:: Action item ::
All records below are to be repeated exactly, with the pictures left out.

--- Provided information Enclosed Below ---

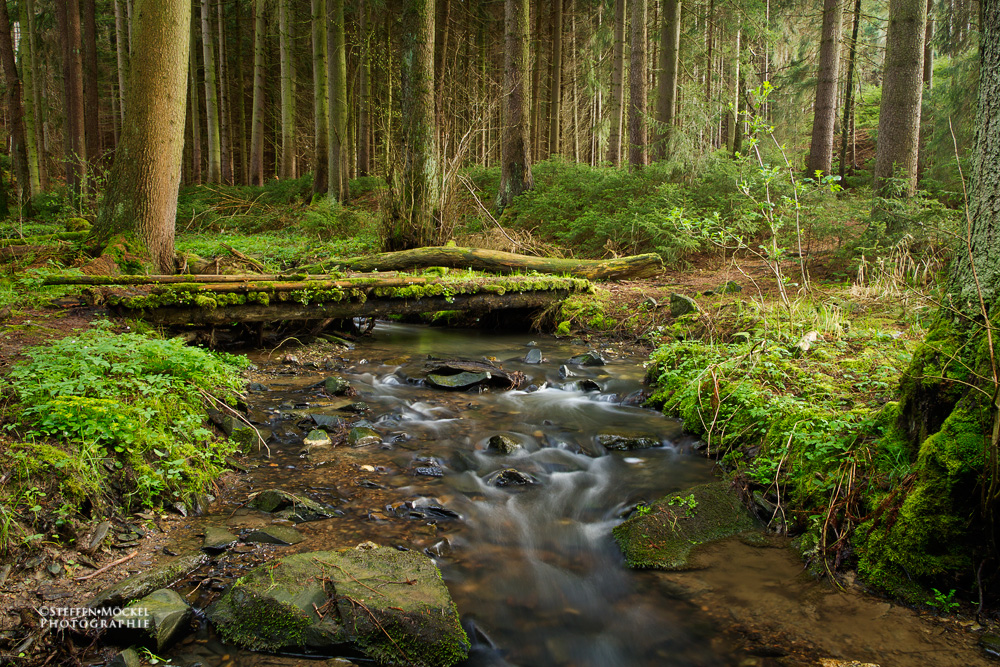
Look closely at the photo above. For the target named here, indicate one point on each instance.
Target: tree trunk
(555, 87)
(670, 49)
(902, 89)
(140, 201)
(637, 87)
(849, 91)
(68, 14)
(225, 138)
(337, 158)
(91, 98)
(211, 95)
(413, 220)
(495, 261)
(195, 109)
(15, 111)
(617, 86)
(364, 91)
(515, 163)
(536, 82)
(321, 99)
(287, 91)
(122, 51)
(825, 107)
(27, 49)
(257, 107)
(945, 521)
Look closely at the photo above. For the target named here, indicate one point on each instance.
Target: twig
(107, 567)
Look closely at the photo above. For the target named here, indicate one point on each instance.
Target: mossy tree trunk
(515, 163)
(945, 527)
(140, 201)
(413, 222)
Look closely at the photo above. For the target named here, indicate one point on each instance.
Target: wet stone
(362, 436)
(284, 535)
(217, 539)
(591, 358)
(502, 444)
(622, 443)
(510, 477)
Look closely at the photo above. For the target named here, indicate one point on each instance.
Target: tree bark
(211, 95)
(68, 14)
(670, 49)
(413, 221)
(122, 52)
(257, 109)
(140, 201)
(364, 91)
(321, 100)
(555, 87)
(902, 90)
(28, 69)
(92, 124)
(825, 107)
(617, 86)
(339, 174)
(495, 261)
(15, 111)
(515, 162)
(849, 91)
(195, 108)
(637, 87)
(225, 136)
(287, 91)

--- End of Enclosed Provided information ---

:: Answer section ::
Look closely at the photo above. For the target named here, indicate one point on each instance.
Target: tree trunk
(555, 87)
(670, 49)
(902, 89)
(140, 201)
(637, 87)
(849, 91)
(68, 14)
(225, 138)
(337, 158)
(91, 98)
(211, 95)
(413, 220)
(495, 261)
(195, 109)
(15, 111)
(617, 86)
(364, 91)
(515, 163)
(536, 82)
(321, 99)
(287, 91)
(122, 51)
(825, 107)
(27, 49)
(257, 107)
(945, 521)
Look closely at the photo above. For the target named here, indicate one point on each instance.
Target: twig
(107, 567)
Look closely at the photo above. For the target named here, indicate one point on each instance.
Target: mossy tree trunk
(515, 163)
(945, 527)
(140, 201)
(413, 222)
Look closely at the photo above. For the target named here, indicate one point on each instance.
Target: wet stone
(362, 436)
(284, 535)
(217, 539)
(591, 358)
(502, 444)
(622, 443)
(510, 477)
Look closely at the photo above. For the target named here, indicate one point on each instance.
Target: tree bark
(211, 95)
(68, 14)
(670, 49)
(413, 221)
(122, 52)
(257, 109)
(140, 201)
(364, 91)
(321, 100)
(555, 87)
(902, 90)
(28, 69)
(92, 124)
(825, 107)
(617, 86)
(339, 174)
(495, 261)
(15, 111)
(515, 162)
(849, 91)
(195, 108)
(637, 87)
(225, 136)
(287, 91)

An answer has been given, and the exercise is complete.